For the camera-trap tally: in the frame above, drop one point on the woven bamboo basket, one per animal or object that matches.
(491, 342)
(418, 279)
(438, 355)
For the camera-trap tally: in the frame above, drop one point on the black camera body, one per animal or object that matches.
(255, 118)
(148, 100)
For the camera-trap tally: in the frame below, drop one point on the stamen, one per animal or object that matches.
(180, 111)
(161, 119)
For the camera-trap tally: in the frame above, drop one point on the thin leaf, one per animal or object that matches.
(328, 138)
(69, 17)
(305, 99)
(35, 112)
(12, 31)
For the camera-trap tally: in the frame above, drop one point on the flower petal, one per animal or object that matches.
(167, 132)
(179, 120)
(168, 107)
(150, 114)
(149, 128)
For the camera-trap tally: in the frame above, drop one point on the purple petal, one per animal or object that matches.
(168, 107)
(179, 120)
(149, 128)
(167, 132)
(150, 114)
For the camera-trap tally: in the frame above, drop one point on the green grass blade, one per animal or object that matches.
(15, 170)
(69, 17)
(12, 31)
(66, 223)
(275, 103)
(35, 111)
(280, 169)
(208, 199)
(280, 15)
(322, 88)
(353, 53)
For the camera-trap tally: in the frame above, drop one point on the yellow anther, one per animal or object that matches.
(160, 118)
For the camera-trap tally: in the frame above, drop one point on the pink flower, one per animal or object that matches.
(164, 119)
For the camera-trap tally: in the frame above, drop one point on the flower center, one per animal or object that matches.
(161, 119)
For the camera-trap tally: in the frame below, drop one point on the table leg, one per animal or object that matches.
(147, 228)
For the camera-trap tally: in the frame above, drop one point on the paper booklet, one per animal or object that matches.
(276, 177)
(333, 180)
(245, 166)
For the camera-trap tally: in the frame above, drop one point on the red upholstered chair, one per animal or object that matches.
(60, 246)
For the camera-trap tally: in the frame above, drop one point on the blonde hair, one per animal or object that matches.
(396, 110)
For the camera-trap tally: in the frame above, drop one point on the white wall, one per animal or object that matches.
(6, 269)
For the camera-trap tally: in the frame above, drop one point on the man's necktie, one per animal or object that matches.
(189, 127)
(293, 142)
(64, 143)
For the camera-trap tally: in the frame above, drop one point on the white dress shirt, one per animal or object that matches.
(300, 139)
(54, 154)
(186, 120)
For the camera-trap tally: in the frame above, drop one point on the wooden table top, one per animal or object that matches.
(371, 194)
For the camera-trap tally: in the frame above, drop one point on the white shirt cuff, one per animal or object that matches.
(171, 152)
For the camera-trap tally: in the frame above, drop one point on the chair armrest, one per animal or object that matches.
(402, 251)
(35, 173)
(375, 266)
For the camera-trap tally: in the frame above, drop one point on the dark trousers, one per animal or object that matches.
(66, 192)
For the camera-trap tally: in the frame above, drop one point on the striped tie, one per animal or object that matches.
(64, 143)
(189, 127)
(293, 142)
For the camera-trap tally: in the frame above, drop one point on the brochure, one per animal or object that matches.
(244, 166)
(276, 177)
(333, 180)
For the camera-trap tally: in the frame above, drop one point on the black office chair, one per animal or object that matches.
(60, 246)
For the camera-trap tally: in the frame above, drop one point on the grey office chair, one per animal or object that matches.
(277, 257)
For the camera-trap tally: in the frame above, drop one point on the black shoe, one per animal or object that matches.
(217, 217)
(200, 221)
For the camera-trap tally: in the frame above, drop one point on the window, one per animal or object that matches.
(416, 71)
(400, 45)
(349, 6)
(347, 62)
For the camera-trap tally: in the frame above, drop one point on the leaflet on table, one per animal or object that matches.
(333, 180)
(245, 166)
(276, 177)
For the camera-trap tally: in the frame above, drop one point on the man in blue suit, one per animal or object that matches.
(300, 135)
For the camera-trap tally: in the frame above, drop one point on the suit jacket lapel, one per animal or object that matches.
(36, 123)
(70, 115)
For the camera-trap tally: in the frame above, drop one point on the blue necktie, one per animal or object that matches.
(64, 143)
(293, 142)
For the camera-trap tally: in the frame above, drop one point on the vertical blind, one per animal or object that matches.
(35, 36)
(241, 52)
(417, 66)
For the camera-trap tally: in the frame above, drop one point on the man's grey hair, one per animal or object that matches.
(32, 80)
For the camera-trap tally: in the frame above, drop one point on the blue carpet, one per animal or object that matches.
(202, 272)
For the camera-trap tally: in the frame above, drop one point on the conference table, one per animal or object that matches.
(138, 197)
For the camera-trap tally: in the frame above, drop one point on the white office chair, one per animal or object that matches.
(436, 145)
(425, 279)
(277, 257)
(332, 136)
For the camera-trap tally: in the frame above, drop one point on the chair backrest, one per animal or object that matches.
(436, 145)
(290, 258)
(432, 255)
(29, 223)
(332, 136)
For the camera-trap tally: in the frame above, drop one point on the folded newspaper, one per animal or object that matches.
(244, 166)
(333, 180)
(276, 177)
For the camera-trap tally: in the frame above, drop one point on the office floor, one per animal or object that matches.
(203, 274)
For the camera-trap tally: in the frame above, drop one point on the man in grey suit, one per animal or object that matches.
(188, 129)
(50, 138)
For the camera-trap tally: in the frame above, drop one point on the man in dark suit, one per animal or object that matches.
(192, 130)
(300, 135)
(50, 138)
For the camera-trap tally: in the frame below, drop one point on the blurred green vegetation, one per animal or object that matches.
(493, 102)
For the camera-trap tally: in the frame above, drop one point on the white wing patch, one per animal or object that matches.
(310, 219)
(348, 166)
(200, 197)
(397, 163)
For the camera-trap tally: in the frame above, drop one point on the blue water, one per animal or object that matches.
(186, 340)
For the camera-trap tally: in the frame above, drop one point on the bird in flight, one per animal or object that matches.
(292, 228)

◆ YOUR TASK ◆
Repeat the data in its entirety, character for character.

◆ TASK SOLUTION ◆
For the camera-trap tally: in the frame above, drop one point on the woven bamboo basket, one per animal or object that matches.
(491, 342)
(418, 279)
(438, 355)
For the camera-trap tally: in the frame above, drop one point on the black camera body, one per animal or object that matches.
(255, 118)
(148, 100)
For the camera-trap tally: in the frame below, drop one point on the stamen, one per animal or object that matches.
(180, 111)
(161, 119)
For the camera-trap tally: in the frame above, drop one point on the thin leaf, one per animal or object that matches.
(328, 138)
(69, 17)
(305, 99)
(35, 112)
(12, 31)
For the camera-trap tally: in the frame above, drop one point on the flower petal, one per animal or object that matches.
(167, 132)
(179, 120)
(168, 107)
(150, 114)
(149, 128)
For the camera-trap tally: in the frame above, drop one point on the purple petal, one per animal or object that matches.
(168, 107)
(179, 120)
(149, 128)
(167, 132)
(150, 114)
For the camera-trap tally: in the frame above, drop one point on the green grass blade, one per animal or object that matches.
(15, 170)
(69, 17)
(12, 31)
(66, 223)
(275, 103)
(35, 111)
(280, 169)
(208, 199)
(280, 15)
(322, 88)
(353, 53)
For the camera-trap tally: in the frame above, drop one point on the yellow anther, one per animal or object that matches.
(160, 118)
For the camera-trap tally: in the frame above, drop one point on the pink flower, one per animal or object that matches.
(164, 119)
For the camera-trap tally: in the frame above, drop one point on the flower center, one per animal or object that matches.
(161, 119)
For the camera-trap tally: in the frame below, drop one point on the table leg, one per animal or object that matches.
(147, 228)
For the camera-trap tally: in the frame above, drop one point on the paper booklet, one per animal or object that matches.
(276, 177)
(333, 180)
(245, 166)
For the camera-trap tally: in the frame above, drop one point on the red upholstered chair, one per animal or object that matches.
(60, 246)
For the camera-trap tally: in the frame above, drop one point on the blonde hair, one per animal or object that matches.
(396, 110)
For the camera-trap tally: in the frame above, drop one point on the white wall, one per animal or object that matches.
(6, 269)
For the camera-trap tally: in the frame above, drop one point on the man's necktie, one per animal or object that matches.
(189, 127)
(293, 142)
(64, 143)
For the camera-trap tally: in the frame above, drop one point on the white dress shirt, one per animal or object that matches.
(300, 139)
(54, 154)
(186, 120)
For the camera-trap tally: in the frame above, drop one point on the wooden table top, one per animal or object that matches.
(371, 194)
For the camera-trap tally: in the frame above, drop one point on the white shirt cuff, one per animal or object that matches.
(171, 152)
For the camera-trap tally: in the frame above, drop one point on the chair armrest, one per animal or object that matches.
(402, 251)
(35, 173)
(375, 266)
For the camera-trap tally: in the frame above, drop one point on the dark trousers, one per animal or object that matches.
(66, 192)
For the camera-trap tally: in the frame above, drop one point on the striped tie, one per animal or object that matches.
(64, 143)
(189, 127)
(293, 142)
For the camera-trap tally: in the frame above, drop one point on the brochure, one per animal or object that matches.
(244, 166)
(276, 177)
(333, 180)
For the camera-trap tally: in the frame above, drop one point on the black office chair, one per animal or object that matches.
(60, 246)
For the camera-trap tally: in the frame above, drop one point on the grey office chair, one per animal or object that matches.
(277, 257)
For the camera-trap tally: in the frame above, drop one point on the black shoe, one per animal or object that matches.
(217, 217)
(200, 221)
For the camera-trap tally: in the frame above, drop one point on the window, one per animal or object that matches.
(416, 71)
(400, 45)
(349, 6)
(347, 62)
For the camera-trap tally: in the frame above, drop one point on the leaflet on table, one per animal or object that matches.
(333, 180)
(245, 166)
(276, 177)
For the camera-trap tally: in the frame above, drop one point on the man in blue suit, one per animal or object that matches.
(300, 135)
For the camera-trap tally: in the frame above, drop one point on the suit jacket lapel, one per animal or object that matches.
(36, 123)
(70, 115)
For the camera-trap tally: in the frame above, drop one point on the blue necktie, one per animal or object that matches.
(64, 143)
(293, 142)
For the camera-trap tally: in the frame above, drop one point on the vertical blind, one per animal or object that matches.
(35, 36)
(241, 52)
(417, 66)
For the camera-trap tally: in the frame above, drop one point on the man's grey hair, one per animal or object that matches.
(32, 80)
For the camera-trap tally: in the frame above, drop one point on the blue carpet, one per animal or object that matches.
(202, 272)
For the camera-trap tally: in the frame above, drop one point on the conference table, one per animal or object that matches.
(138, 197)
For the camera-trap tally: in the frame above, drop one point on the white office chair, one per animal or object that matches.
(436, 145)
(425, 279)
(277, 257)
(332, 136)
For the camera-trap tally: in the frame above, drop one point on the chair backrest, one per animal or object that matches.
(436, 145)
(290, 258)
(432, 255)
(29, 223)
(332, 136)
For the camera-trap tally: in the frame above, drop one point on the folded newspaper, one per animal or object that matches.
(244, 166)
(333, 180)
(276, 177)
For the camera-trap tally: in the frame above, drop one point on the office floor, one per animal or object that matches.
(203, 274)
For the camera-trap tally: in the frame above, drop one point on the man in grey suit, one per animal or object that matches.
(188, 129)
(50, 138)
For the camera-trap tally: in the frame above, drop one point on the man in dark suit, one per animal or object that matches.
(192, 130)
(300, 135)
(50, 138)
For the camera-trap tally: in the frame below, drop one point on the blurred green vegetation, one per animal or object that matches.
(493, 102)
For the camera-trap tally: in the frame above, drop one point on the white wing patch, one per animal or object that matches.
(310, 219)
(348, 166)
(200, 197)
(397, 163)
For the camera-trap tally: in the frame above, drop one point on the blue water, one per animal or object that matches.
(186, 340)
For the camera-trap tally: in the frame above, drop one point on the bird in flight, one per animal or object that matches.
(292, 228)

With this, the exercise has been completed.